## Aim:
Copy the data below word for word, starting with its first line and going on through the line that contains "[172,309,200,342]". Leave the pictures out of your copy.

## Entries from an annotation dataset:

----------

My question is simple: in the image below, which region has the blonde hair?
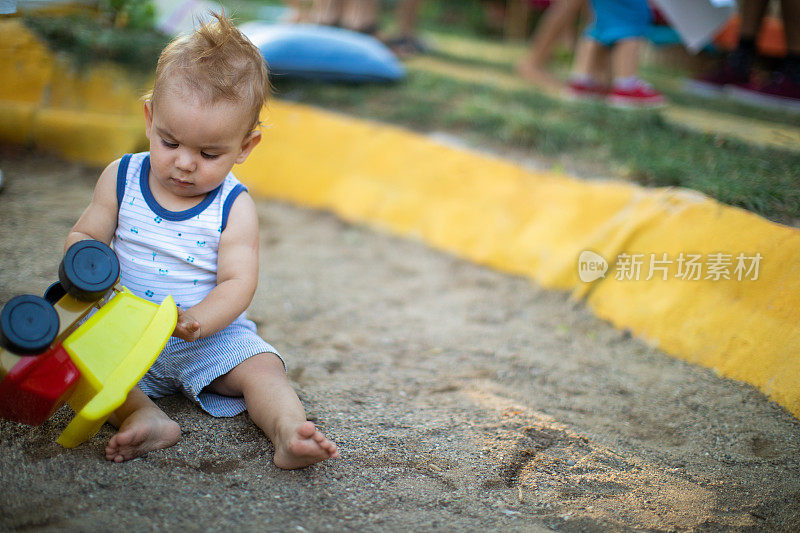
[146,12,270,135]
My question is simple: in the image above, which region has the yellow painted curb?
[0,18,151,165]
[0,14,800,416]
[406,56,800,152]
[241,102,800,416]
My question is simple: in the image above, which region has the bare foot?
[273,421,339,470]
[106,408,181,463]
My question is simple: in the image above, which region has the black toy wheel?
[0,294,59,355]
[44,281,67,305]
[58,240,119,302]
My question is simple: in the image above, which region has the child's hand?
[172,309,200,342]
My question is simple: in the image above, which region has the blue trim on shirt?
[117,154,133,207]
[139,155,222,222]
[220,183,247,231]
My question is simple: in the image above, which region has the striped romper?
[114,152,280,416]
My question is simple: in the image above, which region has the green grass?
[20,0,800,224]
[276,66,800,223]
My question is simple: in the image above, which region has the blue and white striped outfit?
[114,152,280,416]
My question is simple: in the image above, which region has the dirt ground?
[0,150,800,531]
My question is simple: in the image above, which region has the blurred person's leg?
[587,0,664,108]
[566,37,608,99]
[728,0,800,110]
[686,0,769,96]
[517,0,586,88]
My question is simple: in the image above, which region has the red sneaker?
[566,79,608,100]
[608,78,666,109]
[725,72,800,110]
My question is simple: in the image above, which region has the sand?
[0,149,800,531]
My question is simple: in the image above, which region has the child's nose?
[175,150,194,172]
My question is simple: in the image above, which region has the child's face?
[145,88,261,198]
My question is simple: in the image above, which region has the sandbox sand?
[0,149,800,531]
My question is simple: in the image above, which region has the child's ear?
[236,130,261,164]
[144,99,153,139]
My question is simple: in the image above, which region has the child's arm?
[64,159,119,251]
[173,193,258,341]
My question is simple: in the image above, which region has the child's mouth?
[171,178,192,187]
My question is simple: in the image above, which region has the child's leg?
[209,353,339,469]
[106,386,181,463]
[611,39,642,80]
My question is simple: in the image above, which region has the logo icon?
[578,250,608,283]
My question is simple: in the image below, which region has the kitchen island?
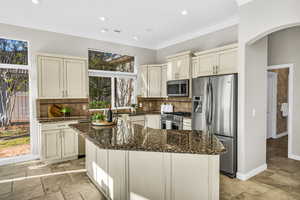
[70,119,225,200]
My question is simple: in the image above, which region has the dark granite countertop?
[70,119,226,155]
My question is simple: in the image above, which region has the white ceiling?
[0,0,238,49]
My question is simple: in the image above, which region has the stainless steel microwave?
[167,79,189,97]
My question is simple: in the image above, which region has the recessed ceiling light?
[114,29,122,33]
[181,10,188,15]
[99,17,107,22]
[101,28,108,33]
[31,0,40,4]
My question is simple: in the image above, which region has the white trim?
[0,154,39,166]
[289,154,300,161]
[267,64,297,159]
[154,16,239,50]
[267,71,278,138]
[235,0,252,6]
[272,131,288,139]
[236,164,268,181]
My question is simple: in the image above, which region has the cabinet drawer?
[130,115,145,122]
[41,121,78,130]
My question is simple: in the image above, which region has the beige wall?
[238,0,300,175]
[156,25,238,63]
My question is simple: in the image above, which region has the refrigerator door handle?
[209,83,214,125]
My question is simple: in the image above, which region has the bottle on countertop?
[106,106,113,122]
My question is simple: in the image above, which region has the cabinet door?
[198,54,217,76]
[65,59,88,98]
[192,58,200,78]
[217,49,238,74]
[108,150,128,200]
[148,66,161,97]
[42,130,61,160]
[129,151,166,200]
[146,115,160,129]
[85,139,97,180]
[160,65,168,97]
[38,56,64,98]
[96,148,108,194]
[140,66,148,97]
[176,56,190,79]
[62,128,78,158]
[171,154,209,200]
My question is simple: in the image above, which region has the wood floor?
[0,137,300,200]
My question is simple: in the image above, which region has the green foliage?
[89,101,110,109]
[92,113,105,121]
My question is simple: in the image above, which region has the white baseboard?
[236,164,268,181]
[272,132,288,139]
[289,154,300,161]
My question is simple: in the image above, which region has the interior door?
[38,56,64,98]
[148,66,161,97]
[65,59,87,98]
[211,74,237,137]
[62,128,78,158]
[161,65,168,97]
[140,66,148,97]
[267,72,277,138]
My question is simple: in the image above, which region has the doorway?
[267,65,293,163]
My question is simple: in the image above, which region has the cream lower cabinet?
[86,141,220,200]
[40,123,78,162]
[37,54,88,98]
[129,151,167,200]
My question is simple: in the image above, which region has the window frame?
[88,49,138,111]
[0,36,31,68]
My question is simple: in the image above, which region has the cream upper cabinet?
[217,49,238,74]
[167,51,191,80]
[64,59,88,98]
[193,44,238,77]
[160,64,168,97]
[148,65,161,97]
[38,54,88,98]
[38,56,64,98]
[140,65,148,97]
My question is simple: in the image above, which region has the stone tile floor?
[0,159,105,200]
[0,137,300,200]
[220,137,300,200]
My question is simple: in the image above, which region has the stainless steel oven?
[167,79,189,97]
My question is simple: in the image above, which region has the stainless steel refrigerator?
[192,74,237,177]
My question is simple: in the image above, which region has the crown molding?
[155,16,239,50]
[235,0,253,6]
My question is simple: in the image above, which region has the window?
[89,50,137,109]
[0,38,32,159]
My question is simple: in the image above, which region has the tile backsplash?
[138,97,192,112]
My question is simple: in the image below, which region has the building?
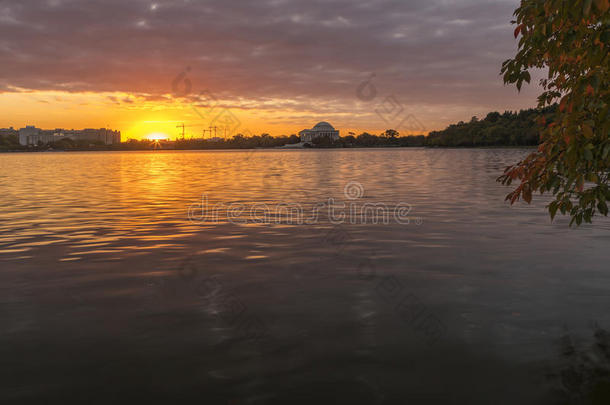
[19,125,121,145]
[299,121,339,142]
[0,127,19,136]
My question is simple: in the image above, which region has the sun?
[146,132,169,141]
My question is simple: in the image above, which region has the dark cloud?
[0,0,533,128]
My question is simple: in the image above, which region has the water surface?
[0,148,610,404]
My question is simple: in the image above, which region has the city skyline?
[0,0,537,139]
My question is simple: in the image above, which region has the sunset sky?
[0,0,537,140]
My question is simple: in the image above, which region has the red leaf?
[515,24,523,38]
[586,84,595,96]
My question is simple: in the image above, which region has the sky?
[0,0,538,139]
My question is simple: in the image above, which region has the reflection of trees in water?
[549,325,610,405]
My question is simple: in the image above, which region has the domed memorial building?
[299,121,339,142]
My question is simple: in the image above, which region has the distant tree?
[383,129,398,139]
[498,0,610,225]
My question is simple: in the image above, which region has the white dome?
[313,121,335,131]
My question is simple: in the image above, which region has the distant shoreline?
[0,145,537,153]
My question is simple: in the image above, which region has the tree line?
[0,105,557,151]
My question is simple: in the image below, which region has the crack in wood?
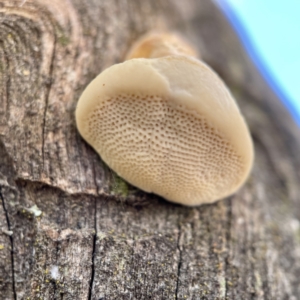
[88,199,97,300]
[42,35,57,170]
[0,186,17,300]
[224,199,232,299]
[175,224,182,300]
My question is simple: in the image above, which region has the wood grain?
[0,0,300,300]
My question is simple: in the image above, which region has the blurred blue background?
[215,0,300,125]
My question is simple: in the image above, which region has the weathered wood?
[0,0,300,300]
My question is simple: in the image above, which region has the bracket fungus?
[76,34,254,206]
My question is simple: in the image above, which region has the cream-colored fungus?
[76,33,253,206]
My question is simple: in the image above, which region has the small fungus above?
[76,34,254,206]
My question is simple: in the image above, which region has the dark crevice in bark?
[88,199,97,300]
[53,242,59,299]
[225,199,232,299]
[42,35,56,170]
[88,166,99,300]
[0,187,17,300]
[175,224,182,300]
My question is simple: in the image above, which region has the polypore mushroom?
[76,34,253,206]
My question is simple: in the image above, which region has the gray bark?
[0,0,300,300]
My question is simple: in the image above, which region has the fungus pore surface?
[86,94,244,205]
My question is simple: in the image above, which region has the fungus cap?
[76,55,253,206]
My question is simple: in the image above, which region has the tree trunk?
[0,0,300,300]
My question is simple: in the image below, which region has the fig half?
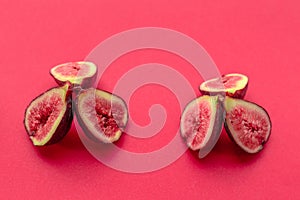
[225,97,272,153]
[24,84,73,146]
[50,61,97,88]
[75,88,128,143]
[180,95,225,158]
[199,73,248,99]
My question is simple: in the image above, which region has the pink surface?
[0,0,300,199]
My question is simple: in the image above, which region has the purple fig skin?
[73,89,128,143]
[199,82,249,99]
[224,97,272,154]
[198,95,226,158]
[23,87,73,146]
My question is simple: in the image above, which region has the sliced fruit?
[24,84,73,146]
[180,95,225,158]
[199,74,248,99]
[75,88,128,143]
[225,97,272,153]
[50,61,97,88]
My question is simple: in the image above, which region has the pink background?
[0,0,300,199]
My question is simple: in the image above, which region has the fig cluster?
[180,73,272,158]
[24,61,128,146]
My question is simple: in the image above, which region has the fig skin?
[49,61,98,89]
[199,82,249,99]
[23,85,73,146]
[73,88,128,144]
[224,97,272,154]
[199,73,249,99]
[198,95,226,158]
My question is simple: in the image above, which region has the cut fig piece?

----------

## Task result:
My question is simple: in the image below, which region has the blonde hair?
[146,12,270,135]
My question is simple: in the image above, which region has the yellow painted curb?
[0,18,151,165]
[0,14,800,416]
[406,56,800,152]
[241,102,800,416]
My question is simple: in the image above, which region has the bare foot?
[273,421,339,470]
[106,408,181,463]
My question is simple: in the image above, which region has the black toy wheel?
[0,294,59,355]
[44,281,67,305]
[58,240,119,302]
My question is simple: in the image above, which region has the child's hand?
[172,309,200,342]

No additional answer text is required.